►

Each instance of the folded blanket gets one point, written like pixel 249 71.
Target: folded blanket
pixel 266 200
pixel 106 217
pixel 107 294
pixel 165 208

◄

» What to do: In the data above, replace "folded blanket" with "folded towel" and reproduce every line with no other changes.

» Result for this exercise:
Each instance of the folded towel gets one point, written like pixel 249 71.
Target: folded towel
pixel 266 200
pixel 106 217
pixel 107 294
pixel 165 208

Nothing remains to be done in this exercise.